PASSAGE GIVEN:

1. A two piece pin/socket contact, comprising:
a first member having a tail end and a forwardly extending stub portion, the stub portion having at least one radially extending protrusion thereon, and
a second member having a blind bore at the rearward end thereof and a pin or socket at the forward end thereof, the stub portion slidably inserted into the blind bore, the blind bore being sized to establish an interference fit between the bore and the protrusion such that the stub portion is held securely in the bore.
2. The invention of claim 1 wherein the cavity is in the form of a cylindrical opening and the stub portion is cylindrically shaped.
3. The invention of claim 2 wherein the protrusion on the stub portion comprises a ridge circumscribing the stub portion.
4. The invention of claim 3 wherein the ridge includes a rectangularly shaped section.
5. The invention of claim 4 wherein the rectangularly shaped ridge section has a square shaped corner facing the tail end of the first member and a downwardly sloping corner extending forwardly of the square shaped corner.
6. The invention of claim 4 wherein the second member is crimped to close the cylindrical opening over the protrusion.
7. The invention of claim 1 wherein the stub portion of the first member has a polygon shape.
8. The invention of claim 7 wherein the stub portion is essentially flat.
9. The invention of claim 8 wherein the second member is crimped to close the cavity over the protrusion.
10. The invention of claim 8 wherein the protrusion is co-planar with the essentially flat stub.
11. The invention of claim 10 wherein the protrusion is essentially rectangularly shaped.
12. The invention of claim 10 wherein the cavity is in the form of a blind bore with an inner cylindrical wall and wherein the protrusion is essentially flat with U-shaped terminal edges providing a curved surface for engaging the inner wall of the blind bore.

WRITTEN TASK A:
Translate this sentence from the patent claims into Spanish: "The invention of claim 4 wherein the second member is crimped to close the cylindrical opening over the protrusion."

DATASET RECORDS:
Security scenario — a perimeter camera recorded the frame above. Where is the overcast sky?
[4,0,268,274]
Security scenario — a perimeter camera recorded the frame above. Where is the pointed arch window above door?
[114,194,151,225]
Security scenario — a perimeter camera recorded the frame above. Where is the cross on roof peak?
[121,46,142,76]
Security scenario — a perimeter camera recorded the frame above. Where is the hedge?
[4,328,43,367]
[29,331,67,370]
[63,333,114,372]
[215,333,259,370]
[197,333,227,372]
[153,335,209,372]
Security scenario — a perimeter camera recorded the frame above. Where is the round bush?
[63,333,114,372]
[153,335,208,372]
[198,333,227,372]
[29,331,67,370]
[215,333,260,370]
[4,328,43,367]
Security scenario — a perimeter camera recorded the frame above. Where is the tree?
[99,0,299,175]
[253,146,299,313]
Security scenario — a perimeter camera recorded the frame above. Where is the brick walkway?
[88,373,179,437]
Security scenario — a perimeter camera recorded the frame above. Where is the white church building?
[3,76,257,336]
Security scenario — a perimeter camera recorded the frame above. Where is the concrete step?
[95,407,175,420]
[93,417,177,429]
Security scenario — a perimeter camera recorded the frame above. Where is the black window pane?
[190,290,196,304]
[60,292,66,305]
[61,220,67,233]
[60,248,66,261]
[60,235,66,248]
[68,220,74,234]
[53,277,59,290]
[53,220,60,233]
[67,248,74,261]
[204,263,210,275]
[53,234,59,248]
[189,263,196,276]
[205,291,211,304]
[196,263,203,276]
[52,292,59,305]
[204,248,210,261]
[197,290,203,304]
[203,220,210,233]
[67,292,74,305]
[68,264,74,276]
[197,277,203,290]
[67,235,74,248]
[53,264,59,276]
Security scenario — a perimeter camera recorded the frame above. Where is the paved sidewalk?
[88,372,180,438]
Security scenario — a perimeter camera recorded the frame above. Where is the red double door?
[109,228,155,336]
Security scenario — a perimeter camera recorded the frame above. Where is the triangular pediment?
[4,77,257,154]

WRITTEN TASK B:
Reproduce the rows from the line holding "the paved sidewalk?" through the last row, inclusive, with the requests unchanged and 138 added to every bounding box coordinate. Give only those lines.

TASK ANSWER A:
La invención de la reivindicación 4, en la que el segundo miembro está engarzado para cerrar la abertura cilíndrica sobre la protuberancia.

TASK ANSWER B:
Security scenario — a perimeter camera recorded the frame above. Where is the paved sidewalk?
[226,510,318,576]
Security scenario — a perimeter camera recorded the frame above. Where is the red double door?
[247,366,293,474]
Security scenario — a perimeter camera recorded the frame above. Where is the triangular pediment?
[142,215,395,292]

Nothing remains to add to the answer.